Look for "query" in the records and copy every line that has it.

:: DATA FOR THE TASK

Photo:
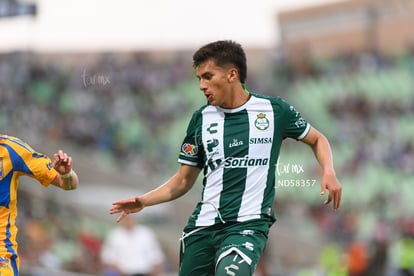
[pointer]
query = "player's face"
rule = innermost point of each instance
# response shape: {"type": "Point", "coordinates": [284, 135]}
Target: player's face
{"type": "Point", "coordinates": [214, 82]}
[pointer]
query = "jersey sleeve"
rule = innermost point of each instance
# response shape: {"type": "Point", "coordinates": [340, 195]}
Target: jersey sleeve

::::
:: DATA FOR THE TASK

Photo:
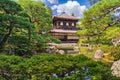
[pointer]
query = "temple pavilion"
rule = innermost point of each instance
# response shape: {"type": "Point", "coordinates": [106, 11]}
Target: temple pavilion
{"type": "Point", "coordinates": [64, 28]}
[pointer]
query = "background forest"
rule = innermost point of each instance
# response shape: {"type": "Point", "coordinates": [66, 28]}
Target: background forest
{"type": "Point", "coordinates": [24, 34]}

::::

- _SOLUTION_:
query = "player's face"
query = "jersey sleeve"
query = "temple pavilion"
query = "background forest"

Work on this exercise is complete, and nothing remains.